## Given text

In essence, the relevant enterprise carried out by ATS was contracting for and making supplies to NR Travel Agents in relation to Products [accommodation, transfers, car hire, tours, meals and similar products], which were then provided to NR Tourists [non-resident tourists who travelled to Australia] by Australian Providers [the Australian based providers of the Products]. The NR Travel Agents generally selected the products through a website and software operated by ATS called Tourplan, and then compiled an itinerary for their NR Tourist clients that included the selected Products. Once the selection was made by the NR Travel Agent using Tourplan, ATS would book the requested Product with the Australian Provider, and charge the NR Travel Agent a fee that included the cost of the Product and a margin (the margin). ATS then paid the Australian Provider for the Product. The Product would be supplied by the Australian Provider to, and consumed by, the NR Tourist.

ATS contended that the supply to the NR Travel Agent was only the provision of the service of booking/arranging services – a GST-free supply. The Commissioner contended that ATS supplied the Products, or the rights thereto, to the NR Travel Agent – a taxable supply. If the Commissioner was correct, ATS contended that, in addition to the supply of the Products or the rights thereto, ATS provided the service of “booking/arranging services” and charged a margin for that service which was GST-free.

## Required work
1/ Please reproduce the stretch of the ATS passage from "ATS contended that the" through "which was GST-free.".
2/ Turn the paragraph of the ATS passage that begins "ATS contended that the supply to the NR Travel Agent" into a short list of each side's position.

## Material
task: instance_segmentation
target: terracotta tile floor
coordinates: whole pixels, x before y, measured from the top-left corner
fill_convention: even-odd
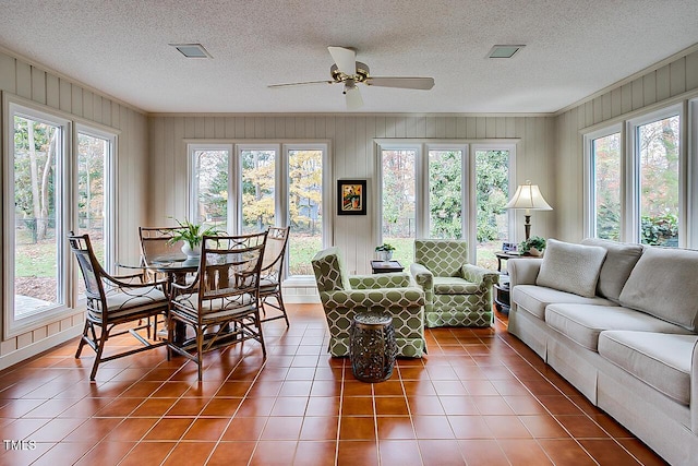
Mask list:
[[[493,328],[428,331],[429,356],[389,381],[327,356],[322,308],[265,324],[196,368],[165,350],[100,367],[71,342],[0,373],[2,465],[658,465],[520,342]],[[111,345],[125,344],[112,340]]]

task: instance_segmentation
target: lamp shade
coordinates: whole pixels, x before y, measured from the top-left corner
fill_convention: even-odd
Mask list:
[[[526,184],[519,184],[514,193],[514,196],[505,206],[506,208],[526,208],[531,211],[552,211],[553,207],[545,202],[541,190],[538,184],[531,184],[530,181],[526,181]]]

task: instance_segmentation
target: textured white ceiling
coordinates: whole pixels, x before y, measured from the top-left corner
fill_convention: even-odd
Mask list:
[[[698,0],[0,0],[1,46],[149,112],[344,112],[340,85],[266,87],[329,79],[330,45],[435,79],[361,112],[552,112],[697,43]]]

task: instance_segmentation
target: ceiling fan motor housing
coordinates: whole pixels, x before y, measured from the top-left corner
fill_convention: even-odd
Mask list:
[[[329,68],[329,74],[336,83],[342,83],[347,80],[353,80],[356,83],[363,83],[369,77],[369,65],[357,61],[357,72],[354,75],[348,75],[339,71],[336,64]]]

* * *

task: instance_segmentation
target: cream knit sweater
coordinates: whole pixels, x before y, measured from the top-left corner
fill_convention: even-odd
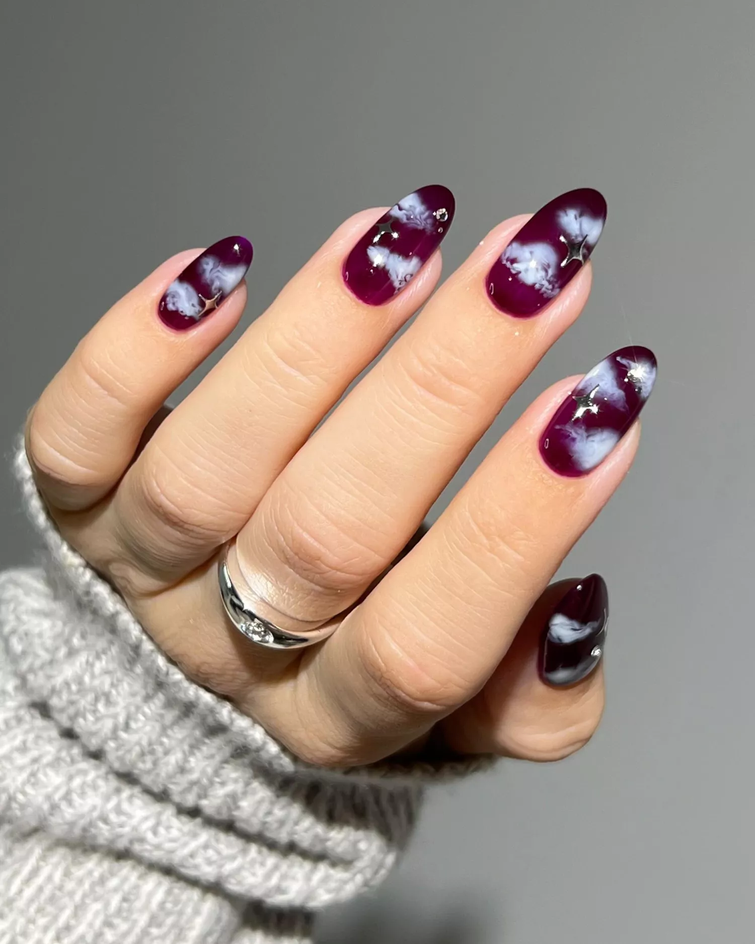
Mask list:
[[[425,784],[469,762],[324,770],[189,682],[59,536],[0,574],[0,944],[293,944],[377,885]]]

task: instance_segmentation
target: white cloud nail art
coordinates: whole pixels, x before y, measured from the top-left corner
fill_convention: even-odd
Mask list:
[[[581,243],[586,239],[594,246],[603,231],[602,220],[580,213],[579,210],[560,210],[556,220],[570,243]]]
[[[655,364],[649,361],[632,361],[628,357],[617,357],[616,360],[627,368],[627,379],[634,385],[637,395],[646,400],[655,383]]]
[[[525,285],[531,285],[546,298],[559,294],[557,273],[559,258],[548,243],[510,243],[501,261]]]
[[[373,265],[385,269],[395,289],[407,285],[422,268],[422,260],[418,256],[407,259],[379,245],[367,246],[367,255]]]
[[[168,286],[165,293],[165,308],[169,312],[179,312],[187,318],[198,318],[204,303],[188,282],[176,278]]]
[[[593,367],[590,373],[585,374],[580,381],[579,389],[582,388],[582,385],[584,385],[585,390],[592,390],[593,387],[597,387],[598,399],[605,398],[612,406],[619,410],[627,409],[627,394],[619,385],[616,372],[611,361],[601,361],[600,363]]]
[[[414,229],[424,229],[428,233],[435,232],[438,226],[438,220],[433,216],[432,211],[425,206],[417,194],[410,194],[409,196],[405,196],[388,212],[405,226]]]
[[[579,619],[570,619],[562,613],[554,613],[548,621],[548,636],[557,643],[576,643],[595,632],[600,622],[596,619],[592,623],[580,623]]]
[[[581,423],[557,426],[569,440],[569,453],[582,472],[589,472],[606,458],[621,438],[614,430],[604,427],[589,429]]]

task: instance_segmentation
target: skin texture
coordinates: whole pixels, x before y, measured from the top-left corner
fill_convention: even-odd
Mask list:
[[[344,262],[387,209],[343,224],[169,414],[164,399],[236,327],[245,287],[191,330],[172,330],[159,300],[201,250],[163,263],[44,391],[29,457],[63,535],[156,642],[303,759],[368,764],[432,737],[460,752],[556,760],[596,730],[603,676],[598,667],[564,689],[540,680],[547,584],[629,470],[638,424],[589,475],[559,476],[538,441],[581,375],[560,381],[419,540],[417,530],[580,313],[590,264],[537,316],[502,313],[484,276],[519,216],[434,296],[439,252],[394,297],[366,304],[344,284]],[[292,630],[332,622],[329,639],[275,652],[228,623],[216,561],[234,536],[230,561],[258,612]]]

## Replies
1/
ATS contended that the supply to the NR Travel Agent was only the provision of the service of booking/arranging services – a GST-free supply. The Commissioner contended that ATS supplied the Products, or the rights thereto, to the NR Travel Agent – a taxable supply. If the Commissioner was correct, ATS contended that, in addition to the supply of the Products or the rights thereto, ATS provided the service of “booking/arranging services” and charged a margin for that service which was GST-free.

2/
- ATS: its supply to the NR Travel Agent was only the service of booking/arranging services, a GST-free supply.
- The Commissioner: ATS supplied the Products, or the rights to them, to the NR Travel Agent, a taxable supply.
- ATS, if the Commissioner was correct: besides supplying the Products or the rights to them, ATS also provided a booking/arranging service and charged a GST-free margin for it.